- **TASK**
Lay out all of these lines as a numbered list, leaving out blank lines and any pictures.

++++ PROVIDED DATA ++++

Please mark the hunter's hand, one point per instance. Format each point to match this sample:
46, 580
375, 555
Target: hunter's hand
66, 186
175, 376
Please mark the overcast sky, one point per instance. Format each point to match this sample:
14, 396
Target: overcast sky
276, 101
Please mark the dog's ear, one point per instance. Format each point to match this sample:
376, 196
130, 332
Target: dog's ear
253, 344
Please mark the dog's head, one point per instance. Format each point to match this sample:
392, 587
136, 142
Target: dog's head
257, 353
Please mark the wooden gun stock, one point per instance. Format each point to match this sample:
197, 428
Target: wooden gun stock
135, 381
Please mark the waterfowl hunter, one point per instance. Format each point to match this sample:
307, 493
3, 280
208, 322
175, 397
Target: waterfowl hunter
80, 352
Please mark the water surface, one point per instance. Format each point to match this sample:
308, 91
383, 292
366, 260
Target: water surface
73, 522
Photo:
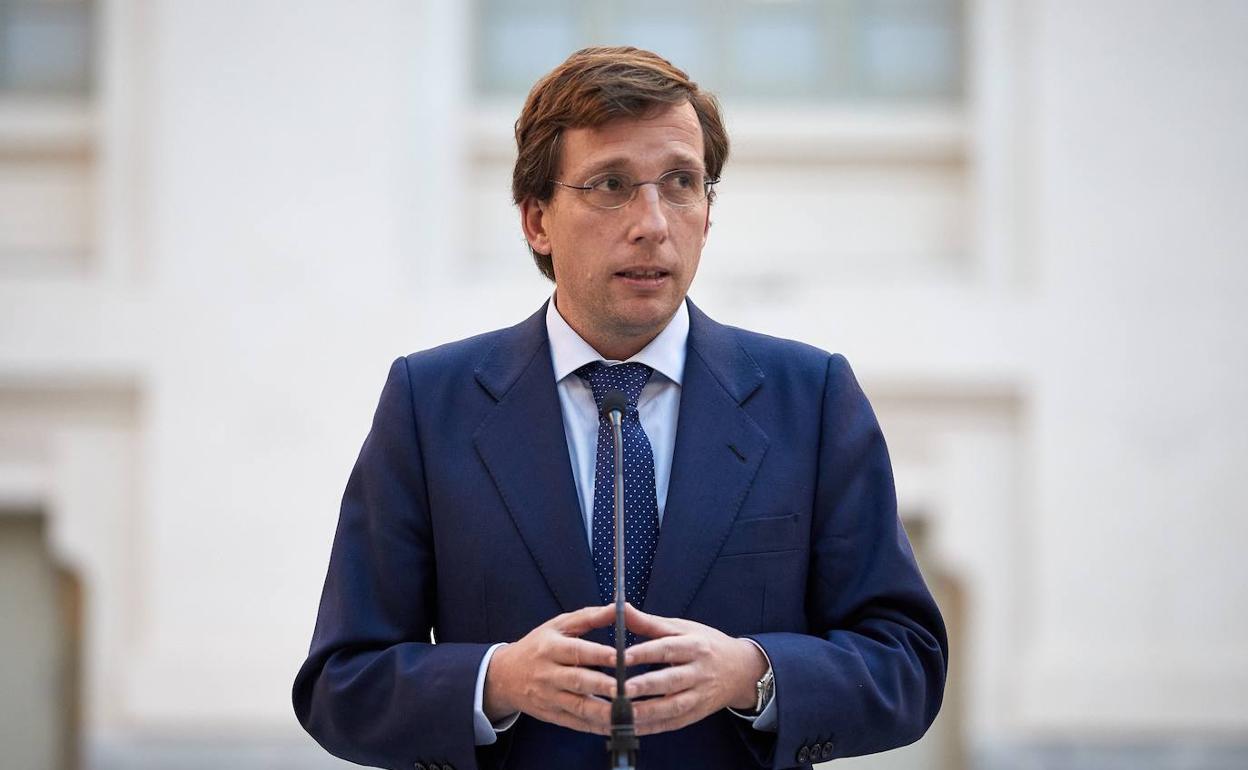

++++

- **PROBLEM SOLUTION**
1. Please mark the hunter's hand, one point per instance. Format each point to match this sample:
2. 46, 580
3. 375, 555
4. Target: hunter's hand
5. 66, 186
6. 175, 376
7. Please mark the overcast sky, one point per instance. Format each point to match this sample:
8. 14, 396
9. Target: overcast sky
10. 276, 101
11. Please mark the dog's ear, one point per instance. Format each point to match this sample:
12. 376, 196
13. 130, 332
14. Target: dog's ear
15. 253, 344
16. Please mark the dog's head, one point per instance. Format each point to match this sample:
17. 392, 587
18. 136, 142
19. Target: dog's head
20. 257, 353
21. Please mark the wooden gun stock, one point per instance. Format each point to match this sample:
22. 197, 428
23. Target: wooden gun stock
24. 135, 381
25. Please mark the waterfowl hunter, one point per instance. Format each point to match this sample:
26. 307, 493
27. 3, 280
28. 208, 322
29. 175, 397
30. Target: waterfowl hunter
31. 80, 352
32. Please mark the water surface, one point per instance. Format each point to match this sample:
33. 308, 91
34. 383, 292
35. 366, 260
36. Target: water surface
37. 73, 522
38. Photo:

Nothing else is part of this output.